— Task requirements —
Find how many lines of the records hold the string "handle" and reply with only that total.
◇ ◇ ◇ ◇ ◇
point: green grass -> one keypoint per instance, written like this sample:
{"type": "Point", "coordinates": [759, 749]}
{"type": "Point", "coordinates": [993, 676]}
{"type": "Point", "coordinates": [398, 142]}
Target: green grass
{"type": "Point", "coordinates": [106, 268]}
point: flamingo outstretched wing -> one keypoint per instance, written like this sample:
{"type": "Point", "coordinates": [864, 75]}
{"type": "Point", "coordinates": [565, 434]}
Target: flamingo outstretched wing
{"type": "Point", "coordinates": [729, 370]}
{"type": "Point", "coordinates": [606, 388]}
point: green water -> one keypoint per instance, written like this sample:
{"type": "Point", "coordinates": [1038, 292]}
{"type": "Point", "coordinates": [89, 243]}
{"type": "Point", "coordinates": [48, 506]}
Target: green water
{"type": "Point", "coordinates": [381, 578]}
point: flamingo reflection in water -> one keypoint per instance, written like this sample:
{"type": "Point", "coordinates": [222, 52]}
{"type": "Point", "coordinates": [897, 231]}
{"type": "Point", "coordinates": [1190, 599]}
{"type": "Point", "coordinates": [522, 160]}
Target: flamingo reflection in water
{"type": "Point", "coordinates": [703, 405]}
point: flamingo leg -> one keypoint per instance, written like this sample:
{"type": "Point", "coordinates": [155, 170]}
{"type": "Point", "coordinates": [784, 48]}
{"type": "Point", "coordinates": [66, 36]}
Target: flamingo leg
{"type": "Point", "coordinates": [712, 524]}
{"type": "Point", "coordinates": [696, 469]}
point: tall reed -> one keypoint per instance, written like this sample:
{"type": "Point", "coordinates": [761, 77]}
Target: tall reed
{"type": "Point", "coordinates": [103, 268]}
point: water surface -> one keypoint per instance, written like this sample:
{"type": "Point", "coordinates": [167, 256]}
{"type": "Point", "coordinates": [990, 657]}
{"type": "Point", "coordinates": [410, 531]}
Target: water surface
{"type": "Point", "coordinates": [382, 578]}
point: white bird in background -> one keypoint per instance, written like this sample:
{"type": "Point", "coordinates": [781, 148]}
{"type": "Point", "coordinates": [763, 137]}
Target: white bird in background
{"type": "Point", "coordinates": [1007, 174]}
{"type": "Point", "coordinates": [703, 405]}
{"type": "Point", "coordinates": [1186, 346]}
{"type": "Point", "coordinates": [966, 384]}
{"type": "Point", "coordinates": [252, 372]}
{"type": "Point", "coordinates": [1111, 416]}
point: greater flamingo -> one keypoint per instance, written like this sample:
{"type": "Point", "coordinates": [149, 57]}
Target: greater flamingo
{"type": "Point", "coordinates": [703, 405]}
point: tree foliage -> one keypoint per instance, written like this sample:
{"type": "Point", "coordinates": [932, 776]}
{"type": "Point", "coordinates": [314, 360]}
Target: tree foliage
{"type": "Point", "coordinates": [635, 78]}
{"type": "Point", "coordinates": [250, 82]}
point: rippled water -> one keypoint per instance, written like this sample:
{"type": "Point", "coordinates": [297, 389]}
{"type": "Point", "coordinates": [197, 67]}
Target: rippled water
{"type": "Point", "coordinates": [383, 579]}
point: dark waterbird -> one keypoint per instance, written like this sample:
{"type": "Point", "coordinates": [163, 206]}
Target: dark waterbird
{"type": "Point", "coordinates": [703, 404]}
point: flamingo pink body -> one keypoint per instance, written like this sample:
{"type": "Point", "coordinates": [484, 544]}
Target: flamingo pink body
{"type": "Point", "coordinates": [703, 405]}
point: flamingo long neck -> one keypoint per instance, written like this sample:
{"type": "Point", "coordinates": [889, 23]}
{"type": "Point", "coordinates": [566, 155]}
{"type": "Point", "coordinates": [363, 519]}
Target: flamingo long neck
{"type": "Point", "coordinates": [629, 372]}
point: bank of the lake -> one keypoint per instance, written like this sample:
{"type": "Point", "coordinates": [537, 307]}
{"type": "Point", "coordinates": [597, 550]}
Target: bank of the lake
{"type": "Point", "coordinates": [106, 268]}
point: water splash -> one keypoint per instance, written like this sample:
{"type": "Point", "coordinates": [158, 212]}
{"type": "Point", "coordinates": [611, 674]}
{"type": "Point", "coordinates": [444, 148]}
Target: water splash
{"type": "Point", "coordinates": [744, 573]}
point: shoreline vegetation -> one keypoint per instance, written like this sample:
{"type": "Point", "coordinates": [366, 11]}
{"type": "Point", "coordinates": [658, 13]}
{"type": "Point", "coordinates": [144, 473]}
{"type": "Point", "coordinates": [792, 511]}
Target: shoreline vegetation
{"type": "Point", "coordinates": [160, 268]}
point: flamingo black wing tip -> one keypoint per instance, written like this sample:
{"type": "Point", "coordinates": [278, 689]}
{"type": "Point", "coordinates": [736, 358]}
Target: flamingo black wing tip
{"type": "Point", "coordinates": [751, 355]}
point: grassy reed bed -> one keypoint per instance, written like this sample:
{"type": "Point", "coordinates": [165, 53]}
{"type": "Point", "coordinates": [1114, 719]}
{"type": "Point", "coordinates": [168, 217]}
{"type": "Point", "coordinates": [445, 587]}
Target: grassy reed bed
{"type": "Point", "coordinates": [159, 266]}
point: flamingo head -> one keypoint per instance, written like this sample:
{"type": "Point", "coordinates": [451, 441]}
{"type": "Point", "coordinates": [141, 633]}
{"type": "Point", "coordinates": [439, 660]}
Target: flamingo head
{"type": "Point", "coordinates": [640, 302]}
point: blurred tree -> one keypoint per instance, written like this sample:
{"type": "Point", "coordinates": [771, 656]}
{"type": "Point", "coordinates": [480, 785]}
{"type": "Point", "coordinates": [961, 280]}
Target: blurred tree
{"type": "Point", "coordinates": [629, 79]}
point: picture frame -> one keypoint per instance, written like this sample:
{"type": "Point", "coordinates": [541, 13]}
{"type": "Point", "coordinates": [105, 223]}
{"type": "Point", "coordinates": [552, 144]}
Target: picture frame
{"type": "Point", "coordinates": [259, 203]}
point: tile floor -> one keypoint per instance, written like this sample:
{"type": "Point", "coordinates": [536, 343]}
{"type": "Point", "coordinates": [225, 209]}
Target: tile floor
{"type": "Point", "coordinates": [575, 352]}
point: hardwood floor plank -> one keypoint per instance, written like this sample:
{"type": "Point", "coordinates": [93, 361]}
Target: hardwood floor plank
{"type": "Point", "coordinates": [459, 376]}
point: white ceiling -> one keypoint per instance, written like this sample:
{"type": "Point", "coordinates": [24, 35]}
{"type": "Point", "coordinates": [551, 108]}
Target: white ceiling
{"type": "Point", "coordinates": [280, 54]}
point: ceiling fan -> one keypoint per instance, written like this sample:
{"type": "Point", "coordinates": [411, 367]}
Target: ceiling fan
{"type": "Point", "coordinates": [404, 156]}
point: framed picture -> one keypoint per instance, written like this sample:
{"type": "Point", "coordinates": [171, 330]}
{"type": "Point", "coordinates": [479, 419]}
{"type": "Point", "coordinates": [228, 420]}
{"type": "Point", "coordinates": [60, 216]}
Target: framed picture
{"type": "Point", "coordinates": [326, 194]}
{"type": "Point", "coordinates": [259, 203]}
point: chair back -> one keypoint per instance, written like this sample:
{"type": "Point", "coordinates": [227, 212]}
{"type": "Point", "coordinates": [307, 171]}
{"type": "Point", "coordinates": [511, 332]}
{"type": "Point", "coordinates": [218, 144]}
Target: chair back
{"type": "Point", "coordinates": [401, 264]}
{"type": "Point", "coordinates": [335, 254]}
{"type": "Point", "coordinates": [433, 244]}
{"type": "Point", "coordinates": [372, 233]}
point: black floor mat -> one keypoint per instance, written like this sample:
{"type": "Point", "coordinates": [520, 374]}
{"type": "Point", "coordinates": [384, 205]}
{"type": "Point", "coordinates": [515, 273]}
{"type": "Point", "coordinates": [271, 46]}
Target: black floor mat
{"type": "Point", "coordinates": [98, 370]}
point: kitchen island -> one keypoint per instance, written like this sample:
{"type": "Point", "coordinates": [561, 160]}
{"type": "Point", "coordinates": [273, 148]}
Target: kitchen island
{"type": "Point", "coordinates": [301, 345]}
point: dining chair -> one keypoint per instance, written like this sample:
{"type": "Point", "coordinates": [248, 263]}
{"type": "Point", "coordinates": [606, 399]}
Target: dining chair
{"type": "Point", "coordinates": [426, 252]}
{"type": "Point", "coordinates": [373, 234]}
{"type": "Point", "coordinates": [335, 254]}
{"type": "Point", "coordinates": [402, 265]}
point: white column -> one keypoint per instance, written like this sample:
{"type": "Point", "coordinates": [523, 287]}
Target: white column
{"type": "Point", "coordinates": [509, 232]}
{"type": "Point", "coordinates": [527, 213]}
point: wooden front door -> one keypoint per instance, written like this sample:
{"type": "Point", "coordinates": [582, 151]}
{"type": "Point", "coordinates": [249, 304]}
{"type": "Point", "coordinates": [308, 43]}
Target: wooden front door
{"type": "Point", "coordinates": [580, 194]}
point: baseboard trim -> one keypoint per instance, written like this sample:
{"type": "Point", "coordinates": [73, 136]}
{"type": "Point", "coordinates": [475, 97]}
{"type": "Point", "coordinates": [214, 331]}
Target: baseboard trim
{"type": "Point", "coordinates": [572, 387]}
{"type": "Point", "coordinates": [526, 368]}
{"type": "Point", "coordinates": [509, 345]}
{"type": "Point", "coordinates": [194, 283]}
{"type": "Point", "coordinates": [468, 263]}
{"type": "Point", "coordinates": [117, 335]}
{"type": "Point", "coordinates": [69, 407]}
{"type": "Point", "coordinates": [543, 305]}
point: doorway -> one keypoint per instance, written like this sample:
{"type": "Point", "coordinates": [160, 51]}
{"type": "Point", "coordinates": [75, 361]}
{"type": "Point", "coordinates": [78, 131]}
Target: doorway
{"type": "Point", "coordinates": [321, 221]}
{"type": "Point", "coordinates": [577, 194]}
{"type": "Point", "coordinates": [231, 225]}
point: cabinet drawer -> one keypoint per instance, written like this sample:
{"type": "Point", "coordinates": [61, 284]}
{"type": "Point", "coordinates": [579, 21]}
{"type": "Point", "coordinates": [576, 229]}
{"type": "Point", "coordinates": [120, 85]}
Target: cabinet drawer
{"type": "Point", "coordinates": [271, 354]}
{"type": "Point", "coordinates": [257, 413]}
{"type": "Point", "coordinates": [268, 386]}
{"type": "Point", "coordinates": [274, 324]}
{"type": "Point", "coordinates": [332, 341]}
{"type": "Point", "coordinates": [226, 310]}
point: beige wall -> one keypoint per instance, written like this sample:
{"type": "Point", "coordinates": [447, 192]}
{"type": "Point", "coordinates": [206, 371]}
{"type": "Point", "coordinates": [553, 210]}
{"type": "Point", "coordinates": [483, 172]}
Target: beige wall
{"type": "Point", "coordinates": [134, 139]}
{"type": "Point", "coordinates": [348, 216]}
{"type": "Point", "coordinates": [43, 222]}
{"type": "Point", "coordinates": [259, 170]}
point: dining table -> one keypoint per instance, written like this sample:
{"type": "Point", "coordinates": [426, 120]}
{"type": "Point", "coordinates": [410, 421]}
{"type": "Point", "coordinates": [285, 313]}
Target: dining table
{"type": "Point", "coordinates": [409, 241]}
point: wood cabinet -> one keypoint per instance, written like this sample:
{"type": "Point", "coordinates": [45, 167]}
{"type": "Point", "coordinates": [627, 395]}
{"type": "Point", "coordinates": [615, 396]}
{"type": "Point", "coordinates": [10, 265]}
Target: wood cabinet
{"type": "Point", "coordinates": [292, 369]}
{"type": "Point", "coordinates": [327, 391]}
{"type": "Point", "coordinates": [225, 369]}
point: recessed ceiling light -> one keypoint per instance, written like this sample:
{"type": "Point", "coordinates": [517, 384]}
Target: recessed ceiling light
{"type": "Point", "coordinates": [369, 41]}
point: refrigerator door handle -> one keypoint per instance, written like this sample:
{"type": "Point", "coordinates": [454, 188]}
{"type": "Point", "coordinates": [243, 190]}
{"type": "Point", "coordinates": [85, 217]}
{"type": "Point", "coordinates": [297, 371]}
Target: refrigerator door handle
◇ ◇ ◇ ◇ ◇
— Task response —
2